Problem to work on: Extract all records. Keep each one exact.

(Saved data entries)
※
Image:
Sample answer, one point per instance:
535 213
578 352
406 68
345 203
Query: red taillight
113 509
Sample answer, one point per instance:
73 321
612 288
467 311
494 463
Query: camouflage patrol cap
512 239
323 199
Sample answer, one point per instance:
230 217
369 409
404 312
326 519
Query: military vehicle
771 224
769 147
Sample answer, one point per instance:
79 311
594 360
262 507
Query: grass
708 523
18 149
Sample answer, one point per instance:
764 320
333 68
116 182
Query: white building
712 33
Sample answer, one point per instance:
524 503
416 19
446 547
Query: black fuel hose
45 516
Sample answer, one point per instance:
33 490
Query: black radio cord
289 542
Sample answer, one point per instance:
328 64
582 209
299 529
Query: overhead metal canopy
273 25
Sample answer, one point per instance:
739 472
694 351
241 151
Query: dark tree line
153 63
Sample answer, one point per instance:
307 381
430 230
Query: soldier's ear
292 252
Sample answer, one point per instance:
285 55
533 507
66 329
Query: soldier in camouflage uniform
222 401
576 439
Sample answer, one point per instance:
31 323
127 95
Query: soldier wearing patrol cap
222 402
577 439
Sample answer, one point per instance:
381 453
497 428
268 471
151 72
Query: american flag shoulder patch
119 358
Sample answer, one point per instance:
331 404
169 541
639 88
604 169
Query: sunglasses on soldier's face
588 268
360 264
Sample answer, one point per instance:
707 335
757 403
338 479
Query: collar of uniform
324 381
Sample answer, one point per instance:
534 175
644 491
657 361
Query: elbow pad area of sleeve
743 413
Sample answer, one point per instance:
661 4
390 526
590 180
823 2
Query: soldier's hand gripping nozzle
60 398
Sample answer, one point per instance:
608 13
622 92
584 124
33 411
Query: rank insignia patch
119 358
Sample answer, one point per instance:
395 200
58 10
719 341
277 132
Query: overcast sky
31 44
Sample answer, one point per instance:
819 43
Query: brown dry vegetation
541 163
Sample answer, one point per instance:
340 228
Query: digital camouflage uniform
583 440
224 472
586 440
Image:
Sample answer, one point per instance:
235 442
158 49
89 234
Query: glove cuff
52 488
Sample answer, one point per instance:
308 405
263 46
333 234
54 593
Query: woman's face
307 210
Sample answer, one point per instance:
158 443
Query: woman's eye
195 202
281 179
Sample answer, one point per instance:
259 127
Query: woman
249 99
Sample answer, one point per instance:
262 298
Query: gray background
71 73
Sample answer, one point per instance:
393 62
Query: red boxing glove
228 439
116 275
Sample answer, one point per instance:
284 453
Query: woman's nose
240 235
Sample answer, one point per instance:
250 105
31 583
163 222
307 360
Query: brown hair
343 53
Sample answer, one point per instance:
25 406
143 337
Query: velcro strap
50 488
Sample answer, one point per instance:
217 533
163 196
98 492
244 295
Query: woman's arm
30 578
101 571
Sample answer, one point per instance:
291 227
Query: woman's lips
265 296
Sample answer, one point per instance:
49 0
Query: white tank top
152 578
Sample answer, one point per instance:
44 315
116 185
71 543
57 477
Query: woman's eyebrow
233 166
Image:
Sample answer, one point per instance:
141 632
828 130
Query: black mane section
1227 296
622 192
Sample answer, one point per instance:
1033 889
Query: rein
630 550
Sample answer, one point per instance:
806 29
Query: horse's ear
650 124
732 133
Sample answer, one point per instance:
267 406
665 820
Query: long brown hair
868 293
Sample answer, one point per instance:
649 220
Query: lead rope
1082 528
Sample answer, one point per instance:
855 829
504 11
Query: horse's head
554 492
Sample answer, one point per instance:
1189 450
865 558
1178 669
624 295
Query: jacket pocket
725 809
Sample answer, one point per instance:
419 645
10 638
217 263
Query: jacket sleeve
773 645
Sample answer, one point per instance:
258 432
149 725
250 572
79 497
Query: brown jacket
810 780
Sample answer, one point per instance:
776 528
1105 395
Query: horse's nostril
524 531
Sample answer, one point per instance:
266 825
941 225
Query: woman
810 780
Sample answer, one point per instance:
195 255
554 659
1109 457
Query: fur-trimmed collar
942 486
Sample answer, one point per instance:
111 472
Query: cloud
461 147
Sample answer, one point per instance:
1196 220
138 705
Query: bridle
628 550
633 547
※
Task response:
Image:
Sample answer, one point per instance:
535 213
578 352
406 68
345 203
Query: red taillight
113 509
Sample answer, one point per instance:
73 321
612 288
467 311
494 463
Query: camouflage patrol cap
512 239
323 199
Sample answer, one point per instance:
230 217
369 409
404 312
326 519
Query: military vehicle
771 224
769 147
Sample answer, one point per instance:
79 311
594 360
262 507
Query: grass
708 523
18 149
Sample answer, one point per instance:
764 320
333 68
116 182
Query: white building
712 33
Sample answer, one point per instance:
524 503
416 19
446 547
Query: black fuel hose
45 516
Sample answer, one point per instance:
33 490
Query: black radio cord
289 542
Sample answer, one point per instance:
328 64
582 209
299 529
Query: overhead metal canopy
273 25
Sample answer, one point per instance:
739 472
694 351
241 151
Query: dark tree line
153 63
Sample answer, one point per instance:
307 381
430 230
Query: soldier's ear
292 252
Sample answer, one point per instance:
285 55
533 507
66 329
Query: soldier in camouflage uniform
222 401
576 439
Sample answer, one point per instance:
31 323
127 95
Query: soldier wearing patrol cap
222 402
577 439
Sample answer, one point per instance:
381 453
497 428
268 471
151 72
Query: american flag shoulder patch
119 358
Sample answer, one point per instance:
331 404
169 541
639 88
604 169
Query: sunglasses on soldier's face
588 268
360 264
Sample answer, one point per instance:
707 335
757 403
338 479
Query: collar of uniform
324 381
Sample answer, one point per instance:
534 175
644 491
657 361
Query: elbow pad area of sleeve
743 413
Sample answer, one point per instance:
661 4
390 526
590 180
823 2
Query: soldier's hand gripping nozzle
60 398
Sample answer, one point per instance:
608 13
622 92
584 124
33 411
Query: rank insignia patch
119 358
Sample answer, one point per instance:
395 200
58 10
719 341
277 132
Query: overcast sky
31 44
Sample answer, one point per instance:
819 43
Query: brown dry vegetation
541 163
Sample answer, one point per instance:
340 228
Query: digital camouflage uniform
583 440
224 472
586 440
Image:
Sample answer, one point per instance:
235 442
158 49
89 234
Query: glove cuff
52 488
Sample answer, one point per instance:
308 405
263 46
333 234
54 593
Query: woman's face
307 210
Sample answer, one point per instance:
158 443
Query: woman's eye
195 202
281 179
Sample answer, one point per instance:
259 127
Query: woman
249 99
Sample answer, one point per instance:
262 298
Query: gray background
71 73
Sample answer, one point per instance:
393 62
Query: red boxing glove
228 439
116 275
Sample answer, one point per instance:
284 453
Query: woman's nose
240 235
Sample answer, one point per instance:
250 105
31 583
163 222
307 360
Query: brown hair
343 53
Sample answer, one point per instance:
25 406
143 337
Query: velcro strap
50 488
Sample answer, one point per instance:
217 533
163 196
98 492
244 295
Query: woman's arm
30 578
101 571
Sample answer, one point per instance:
291 227
Query: woman's lips
265 296
Sample answer, one point per instance:
49 0
Query: white tank top
152 578
Sample answer, one point per instance:
44 315
116 185
71 543
57 477
Query: woman's eyebrow
233 166
Image:
Sample answer, one point per instance:
141 632
828 130
Query: black mane section
1227 296
622 192
Sample answer, one point per instance:
1033 889
Query: rein
630 550
Sample answer, one point per instance:
806 29
Query: horse's ear
650 124
732 133
Sample answer, one point per instance:
267 406
665 820
Query: long brown hair
868 293
Sample answer, one point per instance:
649 220
Query: lead rope
1082 528
Sample answer, one point per instance:
855 829
504 11
Query: horse's head
554 492
Sample answer, one point per instance:
1189 450
865 558
1178 669
624 295
Query: jacket pocket
725 809
Sample answer, one point per instance:
419 645
10 638
217 263
Query: jacket sleeve
773 645
Sample answer, one point per instance:
258 432
149 725
250 572
79 497
Query: brown jacket
810 780
Sample answer, one point per instance:
776 528
1105 395
Query: horse's nostril
524 531
Sample answer, one point per instance:
266 825
941 225
Query: woman
810 780
Sample answer, one point per instance:
195 255
554 659
1109 457
Query: fur-trimmed collar
942 486
Sample answer, one point per instance:
111 472
Query: cloud
461 147
Sample answer, one point per instance:
1196 220
138 705
Query: bridle
628 550
633 547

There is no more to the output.